• WHAT TO PRODUCE:
Reproduce all the items below with each "sample" replaced by "template", keeping everything else unchanged. Leave the pictures out.

• EXERCISE INPUTS:
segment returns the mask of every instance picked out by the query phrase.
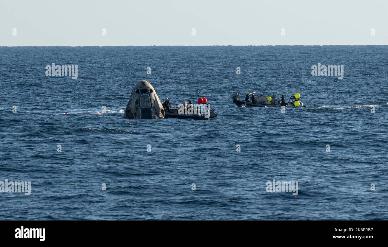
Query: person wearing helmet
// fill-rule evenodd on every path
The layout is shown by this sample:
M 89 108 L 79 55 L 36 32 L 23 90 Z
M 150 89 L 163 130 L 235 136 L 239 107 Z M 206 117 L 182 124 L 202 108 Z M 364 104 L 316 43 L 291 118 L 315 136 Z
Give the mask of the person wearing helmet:
M 249 95 L 250 94 L 249 93 L 249 92 L 246 93 L 246 96 L 245 96 L 245 101 L 246 101 L 247 102 L 249 102 Z
M 170 107 L 171 105 L 170 105 L 170 101 L 168 101 L 168 98 L 166 98 L 166 100 L 162 105 L 163 105 L 163 108 L 167 111 L 170 110 Z
M 286 103 L 284 103 L 284 95 L 282 94 L 282 99 L 281 103 L 280 104 L 280 105 L 283 106 L 284 105 L 286 105 Z

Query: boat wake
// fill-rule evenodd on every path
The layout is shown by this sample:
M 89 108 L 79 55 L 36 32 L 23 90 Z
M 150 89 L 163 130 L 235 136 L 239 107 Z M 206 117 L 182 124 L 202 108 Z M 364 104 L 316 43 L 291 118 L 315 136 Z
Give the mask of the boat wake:
M 118 111 L 113 111 L 111 110 L 106 110 L 105 111 L 105 112 L 103 111 L 69 111 L 68 112 L 65 112 L 64 113 L 57 113 L 57 115 L 70 115 L 70 114 L 113 114 L 113 113 L 119 113 L 122 114 L 124 113 L 124 110 L 122 109 Z
M 314 105 L 309 108 L 314 109 L 361 109 L 362 108 L 371 108 L 371 107 L 381 107 L 382 106 L 388 106 L 388 103 L 386 105 L 357 105 L 352 106 L 336 106 L 336 105 L 327 105 L 327 106 L 319 106 Z

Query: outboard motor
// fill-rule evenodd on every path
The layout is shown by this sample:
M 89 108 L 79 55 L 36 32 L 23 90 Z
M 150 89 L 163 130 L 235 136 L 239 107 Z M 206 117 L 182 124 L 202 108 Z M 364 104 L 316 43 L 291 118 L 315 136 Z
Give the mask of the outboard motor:
M 234 93 L 232 94 L 232 99 L 239 99 L 240 94 Z

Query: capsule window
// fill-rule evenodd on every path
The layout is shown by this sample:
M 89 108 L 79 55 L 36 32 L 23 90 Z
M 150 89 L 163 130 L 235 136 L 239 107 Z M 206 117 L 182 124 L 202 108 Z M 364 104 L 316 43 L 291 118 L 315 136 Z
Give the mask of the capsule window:
M 140 107 L 151 107 L 151 101 L 150 100 L 149 96 L 147 95 L 140 96 Z

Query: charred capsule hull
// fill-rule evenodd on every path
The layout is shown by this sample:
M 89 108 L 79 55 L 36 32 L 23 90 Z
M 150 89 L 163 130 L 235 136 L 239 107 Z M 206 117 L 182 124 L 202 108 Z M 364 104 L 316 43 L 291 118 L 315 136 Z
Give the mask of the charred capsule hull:
M 153 87 L 146 81 L 140 81 L 132 90 L 124 117 L 128 119 L 164 118 L 162 103 Z

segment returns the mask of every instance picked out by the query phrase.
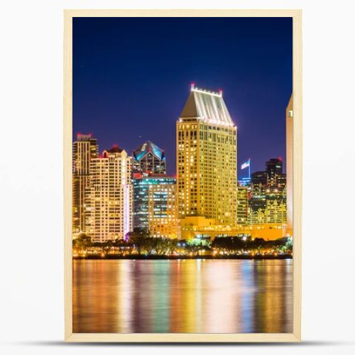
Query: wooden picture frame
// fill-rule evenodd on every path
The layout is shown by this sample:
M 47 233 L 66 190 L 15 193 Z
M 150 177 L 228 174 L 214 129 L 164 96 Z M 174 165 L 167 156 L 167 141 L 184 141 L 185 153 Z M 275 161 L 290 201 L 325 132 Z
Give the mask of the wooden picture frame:
M 64 11 L 64 261 L 67 342 L 266 342 L 301 339 L 302 34 L 301 10 Z M 73 17 L 292 17 L 293 21 L 293 332 L 253 334 L 97 334 L 72 332 L 72 124 Z

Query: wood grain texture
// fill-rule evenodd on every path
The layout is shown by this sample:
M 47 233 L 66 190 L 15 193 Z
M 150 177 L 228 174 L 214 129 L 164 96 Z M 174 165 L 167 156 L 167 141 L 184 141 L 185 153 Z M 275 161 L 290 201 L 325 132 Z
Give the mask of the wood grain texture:
M 72 333 L 72 159 L 73 17 L 293 17 L 293 332 L 290 334 Z M 295 342 L 301 340 L 302 11 L 64 11 L 64 265 L 65 339 L 87 342 Z

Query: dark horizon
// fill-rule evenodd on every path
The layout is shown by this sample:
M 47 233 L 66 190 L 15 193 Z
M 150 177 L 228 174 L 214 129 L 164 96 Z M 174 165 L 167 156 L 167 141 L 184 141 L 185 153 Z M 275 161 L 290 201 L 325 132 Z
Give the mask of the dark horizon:
M 175 173 L 175 122 L 191 82 L 217 91 L 238 127 L 238 177 L 280 157 L 292 93 L 291 18 L 74 18 L 73 140 L 131 155 L 150 140 Z

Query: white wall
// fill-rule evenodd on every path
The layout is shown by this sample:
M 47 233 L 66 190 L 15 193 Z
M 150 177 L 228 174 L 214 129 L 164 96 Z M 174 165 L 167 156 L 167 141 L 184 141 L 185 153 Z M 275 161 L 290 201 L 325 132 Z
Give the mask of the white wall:
M 4 354 L 180 353 L 63 338 L 63 9 L 303 9 L 305 345 L 195 346 L 199 354 L 354 354 L 353 1 L 10 1 L 0 20 L 0 337 Z M 176 4 L 174 4 L 174 3 Z M 325 348 L 327 347 L 327 349 Z M 191 349 L 190 349 L 191 350 Z M 305 354 L 305 353 L 304 353 Z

• ANSWER FOR THE TASK:
segment returns the mask of every instance picked out by the query phrase.
Query: person wearing helmet
// fill-rule evenodd on every path
The layout is shown by this template:
M 89 108 L 79 55 L 36 32 L 23 90 Z
M 150 89 L 163 130 L 235 136 L 239 107 Z M 206 117 L 182 124 L 202 108 Z M 364 104 L 316 43 L 291 118 L 315 136 Z
Give the mask of the person wearing helmet:
M 249 95 L 250 94 L 249 93 L 249 92 L 246 93 L 246 96 L 245 96 L 245 101 L 246 101 L 247 102 L 249 102 Z
M 170 107 L 171 105 L 170 105 L 170 101 L 168 101 L 168 98 L 166 98 L 166 100 L 162 105 L 163 105 L 163 108 L 167 111 L 170 110 Z
M 286 103 L 284 103 L 284 95 L 282 94 L 282 99 L 281 103 L 280 104 L 280 105 L 283 106 L 284 105 L 286 105 Z

Query: boat wake
// fill-rule evenodd on every path
The layout is shown by this template:
M 89 108 L 79 55 L 36 32 L 23 90 Z
M 150 89 L 163 130 L 235 136 L 239 107 Z M 206 117 L 182 124 L 202 108 Z M 364 104 L 316 43 L 291 118 L 315 136 Z
Give the mask of the boat wake:
M 118 111 L 113 111 L 111 110 L 106 110 L 105 111 L 105 112 L 103 111 L 69 111 L 68 112 L 65 112 L 64 113 L 57 113 L 57 115 L 70 115 L 70 114 L 113 114 L 113 113 L 119 113 L 122 114 L 124 113 L 124 110 L 122 109 Z
M 314 105 L 309 108 L 314 109 L 361 109 L 362 108 L 371 108 L 371 107 L 381 107 L 382 106 L 388 106 L 388 103 L 386 105 L 357 105 L 352 106 L 336 106 L 336 105 L 327 105 L 327 106 L 319 106 Z

Query: outboard motor
// fill-rule evenodd on every path
The layout is shown by this template:
M 89 108 L 79 55 L 36 32 L 23 90 Z
M 150 89 L 163 130 L 235 136 L 239 107 Z M 206 117 L 182 124 L 202 108 Z M 364 104 L 316 43 L 291 118 L 315 136 Z
Give the mask of the outboard motor:
M 234 93 L 232 94 L 232 99 L 239 99 L 240 94 Z

Query: capsule window
// fill-rule evenodd on every path
The layout is shown by this template:
M 89 108 L 79 55 L 36 32 L 23 90 Z
M 150 89 L 163 130 L 235 136 L 239 107 Z M 206 117 L 182 124 L 202 108 Z M 364 104 L 316 43 L 291 118 L 315 136 Z
Give the mask of the capsule window:
M 140 107 L 151 107 L 151 101 L 150 100 L 149 96 L 147 95 L 140 96 Z

Query: charred capsule hull
// fill-rule evenodd on every path
The layout is shown by this template:
M 89 108 L 79 55 L 36 32 L 23 90 Z
M 150 89 L 163 130 L 235 136 L 239 107 Z M 206 117 L 182 124 L 202 108 Z M 364 104 L 316 43 L 291 118 L 315 136 Z
Give the mask of the charred capsule hull:
M 153 87 L 146 81 L 140 81 L 132 90 L 124 117 L 128 119 L 164 118 L 162 103 Z

segment returns the mask of every instance picked out by the query phrase.
Query: wooden picture frame
// fill-rule evenodd on every path
The layout is shown by this template:
M 47 233 L 66 190 L 15 193 Z
M 150 177 L 228 174 L 214 129 L 164 96 Z M 174 165 L 167 156 L 167 141 L 184 141 L 185 153 Z M 275 161 L 290 201 L 325 132 Z
Give the mask of the wooden picture frame:
M 64 11 L 64 261 L 67 342 L 266 342 L 301 339 L 302 34 L 301 10 Z M 73 17 L 292 17 L 293 21 L 293 332 L 253 334 L 97 334 L 72 332 L 72 124 Z

Query: wood grain texture
// fill-rule evenodd on every path
The layout is shown by this template:
M 47 233 L 66 190 L 15 193 Z
M 150 177 L 228 174 L 214 129 L 164 96 Z M 174 165 L 167 156 L 167 141 L 184 141 L 185 153 Z M 275 161 L 290 201 L 325 132 Z
Give the mask of the wood grain texture:
M 72 333 L 72 159 L 73 17 L 293 17 L 293 332 L 290 334 Z M 295 342 L 301 340 L 302 11 L 64 11 L 64 265 L 65 339 L 87 342 Z

Query: dark horizon
// fill-rule evenodd on every path
The layout is shown by this template:
M 47 233 L 66 190 L 15 193 Z
M 150 177 L 228 174 L 214 129 L 164 96 Z M 174 165 L 167 156 L 167 141 L 184 141 L 185 153 Z M 275 161 L 290 201 L 325 132 Z
Give the mask of the dark horizon:
M 175 173 L 175 122 L 191 82 L 217 91 L 238 127 L 238 177 L 280 157 L 292 93 L 291 18 L 74 18 L 73 140 L 131 155 L 150 140 Z

Query: white wall
// fill-rule evenodd on every path
The layout is shown by this template:
M 47 233 L 66 190 L 15 193 Z
M 150 177 L 228 174 L 214 129 L 164 96 Z M 174 165 L 167 156 L 167 141 L 184 141 L 185 153 Z M 275 161 L 290 201 L 325 132 Z
Give the mask of the white wall:
M 4 354 L 180 353 L 63 338 L 63 9 L 303 9 L 305 345 L 195 346 L 199 354 L 354 354 L 353 1 L 10 1 L 0 20 L 0 337 Z M 176 4 L 174 4 L 174 3 Z M 325 348 L 327 347 L 327 349 Z M 191 349 L 190 349 L 191 350 Z M 305 354 L 305 353 L 304 353 Z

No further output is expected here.